-- Material for the task --
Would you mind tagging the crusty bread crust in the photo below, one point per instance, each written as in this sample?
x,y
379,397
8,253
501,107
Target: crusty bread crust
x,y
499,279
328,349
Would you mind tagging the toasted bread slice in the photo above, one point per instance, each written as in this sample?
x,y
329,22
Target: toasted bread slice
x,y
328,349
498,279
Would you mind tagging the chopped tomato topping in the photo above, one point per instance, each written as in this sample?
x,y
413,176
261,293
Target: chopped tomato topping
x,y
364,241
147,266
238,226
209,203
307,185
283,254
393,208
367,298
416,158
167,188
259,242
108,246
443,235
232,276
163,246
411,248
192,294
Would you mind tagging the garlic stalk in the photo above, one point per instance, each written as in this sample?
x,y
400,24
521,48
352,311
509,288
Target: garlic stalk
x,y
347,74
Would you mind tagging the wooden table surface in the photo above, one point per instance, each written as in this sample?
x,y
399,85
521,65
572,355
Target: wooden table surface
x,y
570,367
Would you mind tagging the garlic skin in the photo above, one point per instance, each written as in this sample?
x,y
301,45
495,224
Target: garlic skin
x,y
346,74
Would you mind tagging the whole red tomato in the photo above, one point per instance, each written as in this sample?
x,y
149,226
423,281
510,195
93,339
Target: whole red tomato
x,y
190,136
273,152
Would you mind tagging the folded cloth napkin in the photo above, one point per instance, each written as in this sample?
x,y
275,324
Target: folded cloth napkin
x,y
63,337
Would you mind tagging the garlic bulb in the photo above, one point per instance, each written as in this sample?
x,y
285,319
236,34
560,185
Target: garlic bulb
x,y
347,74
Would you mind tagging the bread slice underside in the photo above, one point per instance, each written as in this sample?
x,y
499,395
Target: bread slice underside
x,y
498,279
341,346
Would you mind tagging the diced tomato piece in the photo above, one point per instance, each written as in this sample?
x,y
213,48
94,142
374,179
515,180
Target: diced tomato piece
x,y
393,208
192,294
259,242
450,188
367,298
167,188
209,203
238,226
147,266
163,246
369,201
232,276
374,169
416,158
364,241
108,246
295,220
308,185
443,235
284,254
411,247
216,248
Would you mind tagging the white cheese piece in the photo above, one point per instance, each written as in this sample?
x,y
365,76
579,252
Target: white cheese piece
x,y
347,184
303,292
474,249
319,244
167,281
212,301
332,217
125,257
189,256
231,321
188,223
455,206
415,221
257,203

-- To be done --
Recast every line of the rows above as a Markdown table with two columns, Number and Text. Give each line its count in order and skip any blank lines.

-- Exercise response --
| Number | Text |
|---|---|
| 1 | Would you mind tagging the crusty bread crust in the photo below, one point per instance, each written as in this sample? |
| 2 | x,y |
| 3 | 379,397 |
| 4 | 8,253 |
| 5 | 501,107 |
| 6 | Target: crusty bread crust |
| 7 | x,y |
| 8 | 499,279 |
| 9 | 328,349 |
| 10 | Would you mind tagging the toasted bread slice in the photo above, one point per instance, each written as in this sample? |
| 11 | x,y |
| 12 | 329,22 |
| 13 | Target: toasted bread slice |
| 14 | x,y |
| 15 | 328,349 |
| 16 | 498,279 |
| 17 | Would you mind tagging the chopped tomato topping in the photo above, one point per instance, each written as in this sample? |
| 18 | x,y |
| 19 | 413,176 |
| 20 | 261,293 |
| 21 | Target: chopped tomato topping |
| 22 | x,y |
| 23 | 364,241 |
| 24 | 147,266 |
| 25 | 238,226 |
| 26 | 209,203 |
| 27 | 307,185 |
| 28 | 283,254 |
| 29 | 393,208 |
| 30 | 367,298 |
| 31 | 416,158 |
| 32 | 167,188 |
| 33 | 259,242 |
| 34 | 108,246 |
| 35 | 443,235 |
| 36 | 232,276 |
| 37 | 163,246 |
| 38 | 411,248 |
| 39 | 192,294 |
| 40 | Would you mind tagging the garlic stalk in the photo above, one point per instance, each written as in this sample? |
| 41 | x,y |
| 42 | 400,24 |
| 43 | 521,48 |
| 44 | 352,311 |
| 45 | 509,288 |
| 46 | Target: garlic stalk |
| 47 | x,y |
| 48 | 347,74 |
| 49 | Would you mind tagging the wooden table surface in the photo above, one point per instance, each written as in this sample? |
| 50 | x,y |
| 51 | 399,85 |
| 52 | 521,65 |
| 53 | 572,355 |
| 54 | Target: wooden table surface |
| 55 | x,y |
| 56 | 570,367 |
| 57 | Would you mind tagging the garlic skin in the photo above, one point per instance, each written as in this sample? |
| 58 | x,y |
| 59 | 301,45 |
| 60 | 495,224 |
| 61 | Target: garlic skin |
| 62 | x,y |
| 63 | 346,74 |
| 64 | Would you mind tagging the whole red tomato in the photo above, one point per instance, each written as in this sample? |
| 65 | x,y |
| 66 | 149,226 |
| 67 | 423,281 |
| 68 | 510,195 |
| 69 | 93,339 |
| 70 | Target: whole red tomato |
| 71 | x,y |
| 72 | 190,136 |
| 73 | 273,152 |
| 74 | Would you mind tagging the folded cloth napkin in the photo above, one point per instance, each written as in this sample? |
| 75 | x,y |
| 76 | 275,324 |
| 77 | Target: folded cloth napkin |
| 78 | x,y |
| 79 | 63,337 |
| 80 | Would you mind tagging the garlic bulb in the photo above, one point per instance, each written as in this sample? |
| 81 | x,y |
| 82 | 285,319 |
| 83 | 236,34 |
| 84 | 560,185 |
| 85 | Target: garlic bulb |
| 86 | x,y |
| 87 | 347,74 |
| 88 | Would you mind tagging the bread slice underside in the photo above, one point per instance, each written as in this sample? |
| 89 | x,y |
| 90 | 499,395 |
| 91 | Target: bread slice underside |
| 92 | x,y |
| 93 | 498,279 |
| 94 | 341,346 |
| 95 | Would you mind tagging the diced tomato piece in the photo above, one point per instance, each written as in this sample? |
| 96 | x,y |
| 97 | 213,48 |
| 98 | 94,142 |
| 99 | 374,179 |
| 100 | 515,180 |
| 101 | Target: diced tomato piece |
| 102 | x,y |
| 103 | 393,208 |
| 104 | 192,294 |
| 105 | 259,242 |
| 106 | 450,188 |
| 107 | 367,298 |
| 108 | 167,188 |
| 109 | 209,203 |
| 110 | 238,226 |
| 111 | 147,266 |
| 112 | 163,246 |
| 113 | 369,201 |
| 114 | 232,276 |
| 115 | 374,169 |
| 116 | 416,158 |
| 117 | 364,241 |
| 118 | 108,246 |
| 119 | 295,220 |
| 120 | 308,185 |
| 121 | 443,235 |
| 122 | 284,254 |
| 123 | 411,247 |
| 124 | 216,248 |
| 125 | Would you mind tagging the white cheese piece in the photo above, one point per instance, each written as in this sample? |
| 126 | x,y |
| 127 | 365,76 |
| 128 | 579,252 |
| 129 | Target: white cheese piece |
| 130 | x,y |
| 131 | 347,184 |
| 132 | 303,292 |
| 133 | 474,249 |
| 134 | 319,244 |
| 135 | 167,281 |
| 136 | 212,301 |
| 137 | 332,217 |
| 138 | 125,257 |
| 139 | 189,256 |
| 140 | 231,321 |
| 141 | 188,223 |
| 142 | 455,206 |
| 143 | 415,221 |
| 144 | 257,203 |